Job
Leave out the pictures and restate the rest of the data exactly.

Stored records
┄┄┄┄┄┄┄┄┄┄

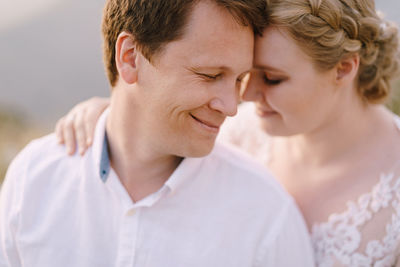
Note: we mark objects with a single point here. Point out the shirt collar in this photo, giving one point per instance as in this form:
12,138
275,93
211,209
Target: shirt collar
100,148
187,169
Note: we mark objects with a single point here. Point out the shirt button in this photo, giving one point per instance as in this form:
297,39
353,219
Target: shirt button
131,213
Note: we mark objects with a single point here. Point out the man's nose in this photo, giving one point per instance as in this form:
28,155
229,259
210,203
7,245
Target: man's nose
227,100
252,90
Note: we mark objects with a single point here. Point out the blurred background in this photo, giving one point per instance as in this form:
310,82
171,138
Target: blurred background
50,59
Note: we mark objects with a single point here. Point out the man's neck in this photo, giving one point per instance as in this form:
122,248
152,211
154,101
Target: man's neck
141,169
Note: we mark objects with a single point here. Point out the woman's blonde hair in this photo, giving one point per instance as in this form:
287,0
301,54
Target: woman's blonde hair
330,30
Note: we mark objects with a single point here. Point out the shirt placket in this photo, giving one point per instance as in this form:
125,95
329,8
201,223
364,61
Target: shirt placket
128,238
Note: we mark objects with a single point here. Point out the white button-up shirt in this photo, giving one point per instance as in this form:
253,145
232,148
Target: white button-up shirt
220,210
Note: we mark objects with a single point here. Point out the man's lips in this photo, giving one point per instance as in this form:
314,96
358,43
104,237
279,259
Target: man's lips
212,125
265,112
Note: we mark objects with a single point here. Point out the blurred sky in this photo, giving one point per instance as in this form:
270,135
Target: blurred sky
50,54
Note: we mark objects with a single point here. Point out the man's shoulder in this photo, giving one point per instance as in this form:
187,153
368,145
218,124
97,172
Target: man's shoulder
42,159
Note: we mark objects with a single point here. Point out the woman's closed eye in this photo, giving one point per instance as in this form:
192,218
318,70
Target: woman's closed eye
209,77
272,80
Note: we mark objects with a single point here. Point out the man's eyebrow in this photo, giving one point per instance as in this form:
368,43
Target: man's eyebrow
208,68
265,67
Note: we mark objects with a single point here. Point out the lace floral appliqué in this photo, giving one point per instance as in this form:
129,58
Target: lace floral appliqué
340,238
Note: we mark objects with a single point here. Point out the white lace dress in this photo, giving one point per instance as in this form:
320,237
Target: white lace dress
344,240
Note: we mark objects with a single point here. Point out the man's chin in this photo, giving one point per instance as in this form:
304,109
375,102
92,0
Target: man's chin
199,151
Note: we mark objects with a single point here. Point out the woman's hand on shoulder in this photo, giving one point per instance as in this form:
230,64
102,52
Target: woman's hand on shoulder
77,127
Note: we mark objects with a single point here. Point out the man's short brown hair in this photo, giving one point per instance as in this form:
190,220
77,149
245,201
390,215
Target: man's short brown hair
154,23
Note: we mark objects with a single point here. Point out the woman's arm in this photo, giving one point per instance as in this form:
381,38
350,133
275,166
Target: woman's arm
77,127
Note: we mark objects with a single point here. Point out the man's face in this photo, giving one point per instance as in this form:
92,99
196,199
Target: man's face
194,82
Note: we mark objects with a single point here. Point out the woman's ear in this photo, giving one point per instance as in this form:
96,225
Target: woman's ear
347,68
125,57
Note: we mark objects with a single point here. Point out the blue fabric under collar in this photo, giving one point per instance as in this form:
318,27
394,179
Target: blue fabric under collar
104,160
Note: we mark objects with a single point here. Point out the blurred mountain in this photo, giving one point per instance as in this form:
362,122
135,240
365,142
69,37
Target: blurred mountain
52,61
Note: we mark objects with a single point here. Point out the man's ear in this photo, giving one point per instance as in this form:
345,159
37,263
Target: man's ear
125,57
347,68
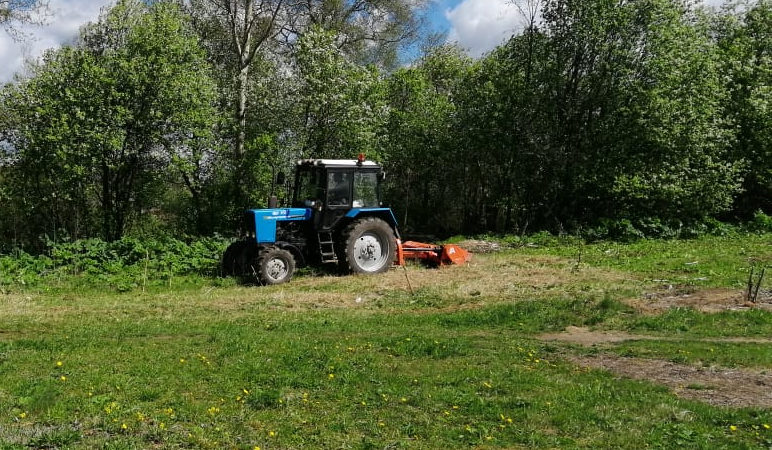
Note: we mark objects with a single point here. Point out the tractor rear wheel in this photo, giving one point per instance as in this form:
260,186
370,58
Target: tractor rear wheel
274,266
370,246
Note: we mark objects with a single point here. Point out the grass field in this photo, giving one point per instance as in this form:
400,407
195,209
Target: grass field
360,362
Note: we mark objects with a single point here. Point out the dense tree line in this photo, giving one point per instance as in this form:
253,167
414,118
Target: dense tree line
171,117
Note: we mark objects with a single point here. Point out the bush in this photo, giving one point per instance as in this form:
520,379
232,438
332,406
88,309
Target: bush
761,222
122,264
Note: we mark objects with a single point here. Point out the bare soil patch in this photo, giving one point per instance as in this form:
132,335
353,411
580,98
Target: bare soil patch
716,386
703,300
588,338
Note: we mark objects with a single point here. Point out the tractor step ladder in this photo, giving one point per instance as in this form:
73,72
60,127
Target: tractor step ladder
327,247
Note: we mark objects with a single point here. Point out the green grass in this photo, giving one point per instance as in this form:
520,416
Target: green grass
723,354
209,364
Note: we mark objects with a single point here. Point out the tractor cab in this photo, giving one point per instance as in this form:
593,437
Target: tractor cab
332,188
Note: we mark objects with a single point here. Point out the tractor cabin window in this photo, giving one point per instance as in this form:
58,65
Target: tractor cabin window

┄┄┄┄┄┄┄┄┄┄

Result
Note: we mark objects with a single point here. Point out the shirt collar in this photo, giving one point per instance as in this form:
12,138
275,93
211,209
Target: shirt collar
100,148
187,169
Note: we mark objects with a single point here. Point out the shirt button in this photo, giving one point per instance as in this form:
297,39
353,219
Target: shirt button
131,213
Note: we mark objects with a single point here. Point out the man's nose in this photo, giving one point per instance as in this form:
28,155
229,259
210,203
7,245
Target: man's nose
227,100
252,90
Note: we mark objects with a single point here. Point out the blurred background in this photo, giving one point per instance as in this form:
310,82
171,138
Target: blurred background
50,59
Note: we mark objects with a single point here. Point out the man's neck in this photo, giving one point per instance as in this form:
122,248
152,211
154,101
Target: man's neck
141,169
Note: we mark objects with a single point here. Point out the woman's blonde hair in this photo, giving one point per instance as in this form:
287,0
301,54
Target: woman's blonde hair
330,30
Note: we mark objects with a single point here. Point out the shirt placket in this photo, giving one point per instance as in this form:
125,95
329,8
201,223
364,61
Target: shirt placket
128,238
Note: we mark objects with a single point here. Point out the white button-up shirt in this photo, giving one point per instance as in this form:
253,145
232,148
Target: white button-up shirt
220,210
Note: we mark objects with a single point here. Point out the man's lips in this photo, giving one point per instance as in this form:
314,96
358,43
104,237
279,259
Target: man's lips
212,125
265,112
Note: we mark objects with a single point here. Point out the blurred sky in this photo, giving one point per instance as in this form:
270,135
Target: blurred sky
50,54
Note: we mark objects with a single point here. Point out the man's shoulder in this photo, giving one point per instance as in this form:
187,153
368,145
218,124
97,172
Target: man's shoulder
42,159
Note: we mark objects with a single point here. Point out the woman's closed eye in this photo, giving one point per instance as in this form:
192,218
318,70
Target: woman's closed eye
209,77
272,80
Note: we mark objects with a single point here. Point out the man's eyebrow in this photo, giving one point per instance as in this form:
368,43
Target: man's eyebrow
208,68
265,67
Note: we mark objects with a single point here. Point out the lace floral appliqué in this photo, giving one point per instance as in this form:
129,58
Target: lace floral appliqué
340,238
Note: we mark objects with a single point here. Point out the white lace dress in this photo, giving one point per instance as in this form:
320,237
Target: white lace dress
344,240
Note: we mark objects with a single point here. Point out the man's chin in this photo, giving one point per instance as in this form:
304,109
375,102
92,0
Target: man's chin
199,151
Note: we mark objects with a single point here. Point out the woman's hand on shoulder in this photo, giving one point per instance as in this form:
230,64
102,52
Target: woman's hand on shoulder
77,127
Note: we mark objects with a single point here. Point out the man's short brown hair in this photo, giving one point per instance as in this form:
190,220
77,149
245,201
390,215
Target: man's short brown hair
154,23
Note: we mark objects with a single point here. Point out the woman's arm in this photo, giving one point per instance as in this form:
381,38
350,133
275,166
Target: woman's arm
77,127
Note: we mark objects with a single point here. Point out the man's face in this photo, giving one point per instance as in this form:
92,99
196,199
Target: man's face
194,82
Note: we mark objects with a single point here. Point out the woman's ear in this photo, giving one point per instance as in this form:
96,225
Target: woman's ear
347,68
125,57
Note: we mark objects with a single point here. Point out the blue fabric under collar in this photo, giving one point per instance as in this form:
318,27
394,179
Target: blue fabric under collar
104,160
Note: we mark objects with a single point here. Point out the blurred mountain in this photo, giving one point per instance as in this form:
362,122
135,240
365,142
69,37
Target: blurred mountain
52,61
Note: we mark objects with a single point here. Point out the man's ear in this photo, giving one point per instance as in this form:
345,159
37,263
Target: man's ear
125,57
347,68
Note: we mark objects with a single point here. Point out the tractor rear wheel in this photo, giving one point per instance as in this form:
260,186
370,58
Target: tractor rear wheel
274,266
370,246
Note: we mark objects with a single point here. Point out the grass field in this photo, giving one point per instance as in this form:
400,407
195,209
Target: grass field
360,362
Note: we mark objects with a single point here. Point out the dense tree line in this photo, giving one point per instance as in this form:
253,167
414,118
Target: dense tree line
171,117
Note: we mark objects with a single point here. Point out the bush in this photo, giving one point per instance as in this form:
520,379
232,438
332,406
88,309
Target: bush
761,222
122,264
Note: we mark objects with a single point here. Point out the bare soil patch in this photo, giving one point per instance as in this form:
132,335
353,411
580,98
Target: bare soil patch
716,386
703,300
588,338
Note: we mark objects with a single point here. Point out the tractor step ladder in this photo, giving one point per instance as in this form:
73,72
60,127
Target: tractor step ladder
327,247
Note: we mark objects with a single point here. Point out the green grass in this photo, giving one point per instance as in this form:
520,416
Target: green grass
723,354
209,364
Note: we mark objects with a single point here. Point out the tractor cab in this photo, giving one point per instance as in this form:
593,437
Target: tractor cab
332,188
Note: we mark objects with a single point here. Point out the tractor cabin window in this photo, giving one point per instance as in this form:
58,65
Target: tractor cabin window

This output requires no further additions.